**Exercises to complete**:
a: Answer these from the post about morphine:
(i) What is the writer's mom's profession?
(ii) On what day last week did the writer see the Pain Specialist?
(iii) For how many days has the writer been on Morphine 24/7?
b: Translate this sentence from the post about morphine into German: "I’m sure my blood pressure is atrocious."

**Page extract**:

╔══

Me and My Not-So-Best-Friend Morphine

I get weird when it comes to talking about my medications. The fear of judgement is rampant in my mind as I skirt around the names of the medications while discussing them with my friends. (Even my mom and she is a nurse…and my MOM). When it’s time for another dose I turn away or go to another room to take them if I can. I saw something like “I need to run upstairs.” you know, to where my stash is. *wink, wink* I struggle to make eye contact with most everyone because I worry they can see my meds in my eyes. Do I look like I am on something? Can they tell I took pain medication? Sometimes the anxiety overwhelms me, and it becomes safer to just stay home. My insecurities run deep.

But I would be remiss if I told you that trial and error of medication is not huge in the world of us Spoonies so I’ve decided to share my newest adventure with you.

Last week on Tuesday I saw my Pain Specialist and we discussed the plan I was on, and how we could better manage my pain and decided it was best to try out an “around the clock” treatment plan. So for the last seven days I have been on Morphine 24/7.

Ho-ly shit you guys. I have never been so stoned in my life.

Ever.

I hate it.

It’s like that feeling you have when you’re so sleep deprived or hung over that every little noise makes your body hurt. I’m hot, then cold, then sweating, then cold and sweating.  It’s disgusting.  If I walk up the stairs I am fighting to catch my breath, everything makes me breathe harder and I swear my heart is working twice as hard to pump. I’m sure my blood pressure is atrocious. I have this odd sort of tunnel/blurry vision thing going on that rivals a drunk fest at 2 am. Now it just makes me want to cry.

╚══

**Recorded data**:
╔══

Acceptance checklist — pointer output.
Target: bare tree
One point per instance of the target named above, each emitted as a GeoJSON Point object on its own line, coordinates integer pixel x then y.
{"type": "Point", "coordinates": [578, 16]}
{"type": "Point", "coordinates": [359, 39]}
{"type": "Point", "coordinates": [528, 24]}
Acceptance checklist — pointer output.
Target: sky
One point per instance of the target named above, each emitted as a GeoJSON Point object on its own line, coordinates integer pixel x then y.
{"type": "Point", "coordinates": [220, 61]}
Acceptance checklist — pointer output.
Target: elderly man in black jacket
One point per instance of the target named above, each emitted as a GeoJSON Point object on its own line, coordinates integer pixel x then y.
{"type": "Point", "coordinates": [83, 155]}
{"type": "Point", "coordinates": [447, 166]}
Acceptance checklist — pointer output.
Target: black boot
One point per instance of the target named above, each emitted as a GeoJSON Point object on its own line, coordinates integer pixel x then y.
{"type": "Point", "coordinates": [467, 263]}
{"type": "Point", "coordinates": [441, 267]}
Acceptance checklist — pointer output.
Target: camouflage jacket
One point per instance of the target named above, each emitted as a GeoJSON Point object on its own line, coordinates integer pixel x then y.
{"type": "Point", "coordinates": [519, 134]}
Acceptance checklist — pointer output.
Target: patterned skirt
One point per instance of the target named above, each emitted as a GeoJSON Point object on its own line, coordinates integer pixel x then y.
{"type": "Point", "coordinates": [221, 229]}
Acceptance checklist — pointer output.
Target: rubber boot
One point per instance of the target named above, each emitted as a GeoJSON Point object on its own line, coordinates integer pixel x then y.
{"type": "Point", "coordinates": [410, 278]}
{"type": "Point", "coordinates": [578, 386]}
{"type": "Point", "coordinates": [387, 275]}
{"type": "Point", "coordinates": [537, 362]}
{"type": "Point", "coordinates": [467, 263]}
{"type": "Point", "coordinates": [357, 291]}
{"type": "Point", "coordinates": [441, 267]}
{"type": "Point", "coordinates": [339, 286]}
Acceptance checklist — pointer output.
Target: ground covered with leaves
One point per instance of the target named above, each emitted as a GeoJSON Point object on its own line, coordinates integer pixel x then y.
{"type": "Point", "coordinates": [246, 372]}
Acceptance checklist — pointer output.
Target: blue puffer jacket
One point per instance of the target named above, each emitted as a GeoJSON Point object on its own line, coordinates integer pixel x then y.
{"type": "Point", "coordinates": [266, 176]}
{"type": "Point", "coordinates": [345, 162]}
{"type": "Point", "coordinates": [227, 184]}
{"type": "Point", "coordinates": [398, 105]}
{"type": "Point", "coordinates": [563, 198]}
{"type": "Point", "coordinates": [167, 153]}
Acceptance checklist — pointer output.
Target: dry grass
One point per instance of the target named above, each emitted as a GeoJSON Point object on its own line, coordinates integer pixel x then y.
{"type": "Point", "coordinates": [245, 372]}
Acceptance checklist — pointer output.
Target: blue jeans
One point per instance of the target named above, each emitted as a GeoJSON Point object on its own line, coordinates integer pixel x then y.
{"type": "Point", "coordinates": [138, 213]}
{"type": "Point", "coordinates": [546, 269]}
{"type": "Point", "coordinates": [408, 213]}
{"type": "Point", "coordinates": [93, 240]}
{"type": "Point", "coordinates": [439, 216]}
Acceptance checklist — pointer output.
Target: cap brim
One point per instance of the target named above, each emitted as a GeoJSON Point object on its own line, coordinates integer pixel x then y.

╚══

**Answers to the exercises**:
a:
(i) She is a nurse.
(ii) Tuesday.
(iii) Seven days.

b: Ich bin sicher, dass mein Blutdruck furchtbar ist.